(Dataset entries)
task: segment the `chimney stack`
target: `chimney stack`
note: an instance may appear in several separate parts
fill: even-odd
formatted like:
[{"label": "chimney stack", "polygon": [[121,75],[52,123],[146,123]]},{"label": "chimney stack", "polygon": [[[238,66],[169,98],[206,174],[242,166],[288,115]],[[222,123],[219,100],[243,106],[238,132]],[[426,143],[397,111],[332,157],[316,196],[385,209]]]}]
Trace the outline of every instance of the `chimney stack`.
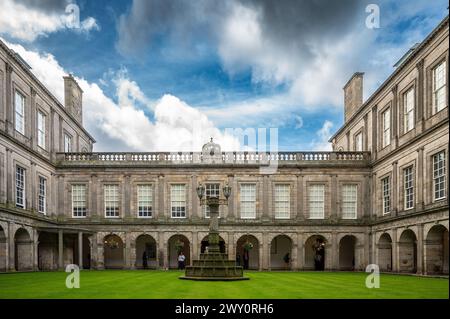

▶ [What this task involves]:
Pull out every one of the lines above and copy them word for word. Leave the picture out.

▶ [Solved exercise]:
task: segment the `chimney stack`
target: `chimney stack`
note: an instance may appear in several separate parts
fill: even-odd
formatted like:
[{"label": "chimney stack", "polygon": [[121,75],[52,123],[146,123]]},{"label": "chimney stack", "polygon": [[[238,66],[169,98],[206,174],[242,166],[288,115]],[[222,123],[219,100],[243,106],[238,132]],[[426,143],[397,111],[332,157],[316,196],[385,209]]]}]
Trace the outline of every instance of the `chimney stack`.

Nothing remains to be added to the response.